Task to carry out: When you reach the line that contains "Annotate the dark" in the entries below, begin returning lines exactly as written and continue through the last one.

Natural-language object grounding data
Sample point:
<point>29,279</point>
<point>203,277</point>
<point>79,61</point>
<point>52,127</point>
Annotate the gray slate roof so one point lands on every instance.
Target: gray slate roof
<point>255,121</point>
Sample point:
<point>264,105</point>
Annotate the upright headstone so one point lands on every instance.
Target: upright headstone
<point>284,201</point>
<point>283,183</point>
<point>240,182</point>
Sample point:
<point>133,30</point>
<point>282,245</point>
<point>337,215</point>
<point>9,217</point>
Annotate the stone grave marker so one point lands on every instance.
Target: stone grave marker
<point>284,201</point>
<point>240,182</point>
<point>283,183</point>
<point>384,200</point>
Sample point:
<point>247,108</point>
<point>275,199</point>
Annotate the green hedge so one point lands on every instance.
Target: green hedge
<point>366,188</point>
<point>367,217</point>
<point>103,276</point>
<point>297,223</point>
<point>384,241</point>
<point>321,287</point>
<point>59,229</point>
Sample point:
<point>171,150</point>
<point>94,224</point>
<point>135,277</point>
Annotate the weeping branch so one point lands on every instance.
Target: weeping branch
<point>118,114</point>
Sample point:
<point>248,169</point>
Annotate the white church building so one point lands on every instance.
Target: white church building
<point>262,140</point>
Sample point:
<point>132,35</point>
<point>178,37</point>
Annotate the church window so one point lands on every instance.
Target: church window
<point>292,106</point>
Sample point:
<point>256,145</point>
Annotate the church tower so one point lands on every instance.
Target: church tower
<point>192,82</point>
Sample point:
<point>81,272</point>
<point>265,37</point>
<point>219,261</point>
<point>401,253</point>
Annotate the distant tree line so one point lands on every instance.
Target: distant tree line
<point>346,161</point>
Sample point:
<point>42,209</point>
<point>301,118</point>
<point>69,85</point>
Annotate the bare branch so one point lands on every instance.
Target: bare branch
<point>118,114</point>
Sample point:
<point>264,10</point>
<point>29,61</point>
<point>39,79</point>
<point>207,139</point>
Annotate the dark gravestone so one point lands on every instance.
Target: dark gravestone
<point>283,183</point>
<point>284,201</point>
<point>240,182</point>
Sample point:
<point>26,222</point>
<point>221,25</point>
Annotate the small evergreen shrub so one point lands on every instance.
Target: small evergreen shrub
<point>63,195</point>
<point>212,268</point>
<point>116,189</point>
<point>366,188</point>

Answer area:
Annotate the dark gravestone so one point lands on every instance.
Target: dark gravestone
<point>283,183</point>
<point>284,201</point>
<point>240,182</point>
Sample point:
<point>26,222</point>
<point>221,25</point>
Annotate the small evergreen shrub so one point lands on every instance.
Target: small evergreen shrub
<point>63,195</point>
<point>212,268</point>
<point>116,189</point>
<point>366,188</point>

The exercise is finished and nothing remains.